━━━━━ DATASET ENTRIES

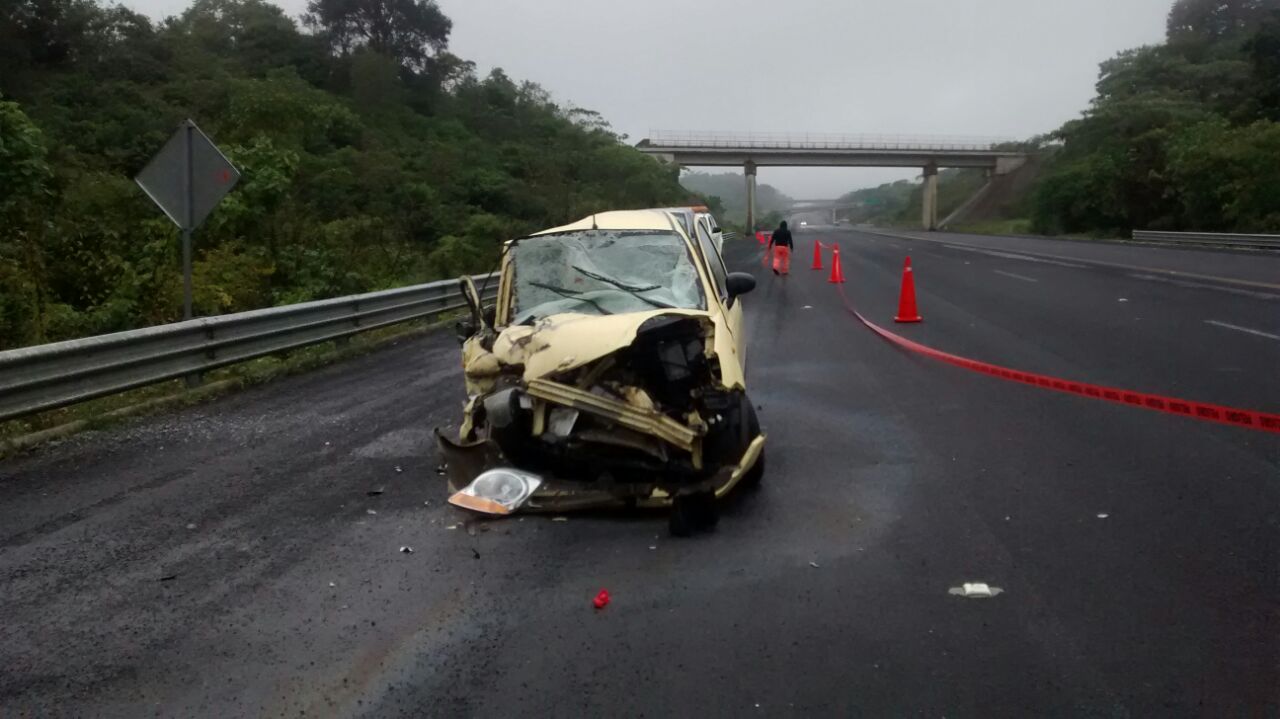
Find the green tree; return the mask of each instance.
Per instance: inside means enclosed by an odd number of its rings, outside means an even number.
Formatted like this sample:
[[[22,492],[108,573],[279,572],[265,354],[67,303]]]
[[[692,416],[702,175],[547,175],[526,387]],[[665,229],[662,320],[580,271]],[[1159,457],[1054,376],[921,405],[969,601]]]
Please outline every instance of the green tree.
[[[367,46],[413,70],[428,68],[453,29],[435,0],[311,0],[306,23],[343,54]]]

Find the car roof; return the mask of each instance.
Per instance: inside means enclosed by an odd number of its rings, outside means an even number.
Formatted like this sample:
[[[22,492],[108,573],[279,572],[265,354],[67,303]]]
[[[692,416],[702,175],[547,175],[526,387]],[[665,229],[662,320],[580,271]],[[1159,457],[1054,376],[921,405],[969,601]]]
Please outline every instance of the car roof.
[[[562,232],[600,230],[671,230],[671,216],[663,210],[613,210],[588,215],[576,223],[536,232],[530,237]]]

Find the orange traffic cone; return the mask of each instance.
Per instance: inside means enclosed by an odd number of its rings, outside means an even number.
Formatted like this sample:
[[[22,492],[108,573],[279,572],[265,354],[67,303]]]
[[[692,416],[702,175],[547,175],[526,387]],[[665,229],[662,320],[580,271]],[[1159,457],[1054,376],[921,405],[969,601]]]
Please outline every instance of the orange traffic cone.
[[[831,284],[845,284],[845,271],[840,269],[840,246],[831,248]]]
[[[897,297],[897,317],[895,322],[923,322],[924,317],[915,307],[915,274],[911,273],[911,258],[902,265],[902,292]]]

━━━━━━━━━━

▶ [STATED PROBLEM]:
Copy out the material above again, from the line with "Find the car" to the end, with both of those lines included and the requests kept. In the outline answers, multiply every point coordinate by 0.5 and round to a whole number, with halves going up. Leave the requests and their format samples unchanged.

▶ [WRITTEN REPLY]:
Find the car roof; return the mask of each instance.
Per instance: inside means enclosed by an odd number of its rings, outside means an even number.
Formatted like this sample:
[[[22,492],[108,573],[279,572],[265,354],[67,303]]]
[[[692,416],[702,175],[547,175],[526,387]],[[665,229],[662,320],[580,271]],[[1159,457],[1054,376],[921,405],[969,601]]]
Please outline every instance of the car roof.
[[[281,116],[300,115],[336,115],[336,108],[332,105],[307,105],[294,108],[288,112],[268,116],[265,119]]]

Find the orange traffic cone; return the mask of each instance.
Per instance: inside means enclosed by an odd number of its rings, outside means an even number.
Formatted like this sample:
[[[22,492],[108,573],[279,572],[265,354],[67,303]]]
[[[692,416],[702,175],[547,175],[526,387]],[[665,229],[662,320],[580,271]],[[1159,457],[1054,376],[921,405],[969,601]]]
Please outline every instance of the orange traffic cone.
[[[416,142],[423,142],[423,136],[420,135],[420,123],[416,124]]]
[[[449,149],[449,159],[448,161],[462,161],[462,159],[458,154],[458,137],[456,137],[456,129],[451,133],[451,146]]]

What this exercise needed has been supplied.